▶ **GIVEN INFORMATION**:
================
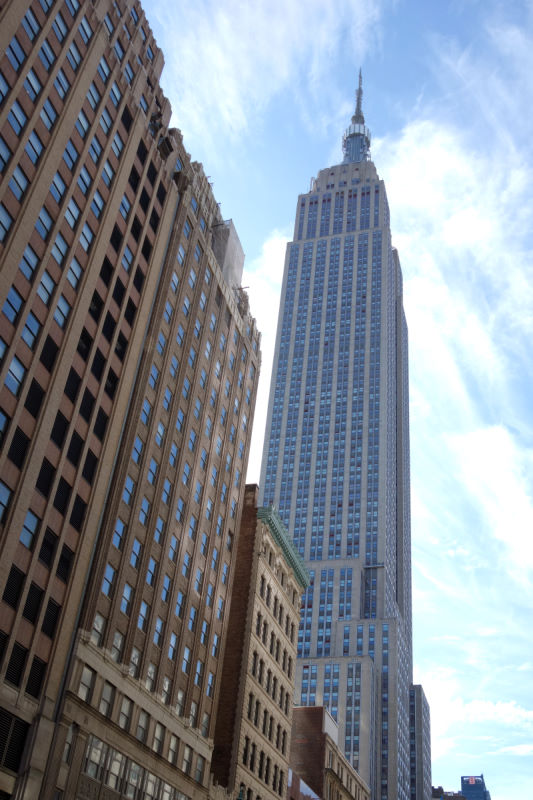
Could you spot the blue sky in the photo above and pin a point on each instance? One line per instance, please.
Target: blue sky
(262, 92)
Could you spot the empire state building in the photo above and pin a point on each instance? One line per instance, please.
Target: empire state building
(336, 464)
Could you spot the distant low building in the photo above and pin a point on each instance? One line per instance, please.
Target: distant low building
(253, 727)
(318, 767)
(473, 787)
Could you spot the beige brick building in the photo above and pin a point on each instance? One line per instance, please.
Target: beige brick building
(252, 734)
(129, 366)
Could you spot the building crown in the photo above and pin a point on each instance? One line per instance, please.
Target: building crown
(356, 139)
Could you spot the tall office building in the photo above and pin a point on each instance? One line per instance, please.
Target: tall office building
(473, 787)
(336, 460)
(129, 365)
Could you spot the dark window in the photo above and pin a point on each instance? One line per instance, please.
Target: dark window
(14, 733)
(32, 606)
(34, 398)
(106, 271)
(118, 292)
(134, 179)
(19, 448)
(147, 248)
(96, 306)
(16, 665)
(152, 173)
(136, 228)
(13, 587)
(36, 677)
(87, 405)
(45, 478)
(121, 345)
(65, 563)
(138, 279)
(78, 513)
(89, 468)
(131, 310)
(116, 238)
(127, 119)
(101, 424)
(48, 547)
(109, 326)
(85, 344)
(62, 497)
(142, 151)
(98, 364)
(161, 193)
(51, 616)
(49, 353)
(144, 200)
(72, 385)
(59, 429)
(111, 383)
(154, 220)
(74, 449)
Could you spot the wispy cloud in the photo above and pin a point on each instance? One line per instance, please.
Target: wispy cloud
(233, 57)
================
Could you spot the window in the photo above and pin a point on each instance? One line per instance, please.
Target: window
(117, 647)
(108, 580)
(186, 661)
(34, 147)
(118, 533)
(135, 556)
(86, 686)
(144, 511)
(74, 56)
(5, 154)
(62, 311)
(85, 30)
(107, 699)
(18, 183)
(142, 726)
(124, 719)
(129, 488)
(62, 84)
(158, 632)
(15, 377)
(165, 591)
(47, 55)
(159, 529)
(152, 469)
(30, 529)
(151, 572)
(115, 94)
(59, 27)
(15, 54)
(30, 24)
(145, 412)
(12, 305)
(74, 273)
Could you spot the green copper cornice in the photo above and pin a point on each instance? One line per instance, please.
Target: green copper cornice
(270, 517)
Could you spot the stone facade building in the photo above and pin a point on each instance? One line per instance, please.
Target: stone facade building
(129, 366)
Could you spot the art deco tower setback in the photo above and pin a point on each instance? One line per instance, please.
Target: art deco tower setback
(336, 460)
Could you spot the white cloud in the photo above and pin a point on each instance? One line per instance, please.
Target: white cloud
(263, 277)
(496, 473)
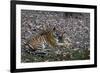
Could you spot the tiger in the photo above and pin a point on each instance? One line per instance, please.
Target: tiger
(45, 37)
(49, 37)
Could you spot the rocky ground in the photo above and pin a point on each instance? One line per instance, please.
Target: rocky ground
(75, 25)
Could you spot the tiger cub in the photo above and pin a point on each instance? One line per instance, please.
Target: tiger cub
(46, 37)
================
▶ **BRIEF**: Collect every line of the items above that contains the string "rocky", and copy each one. Case counts.

▶ **EXERCISE ANSWER**:
Could you spot the rocky ground in the photo above and pin a point on each instance? One line per instance, please.
Target: rocky ground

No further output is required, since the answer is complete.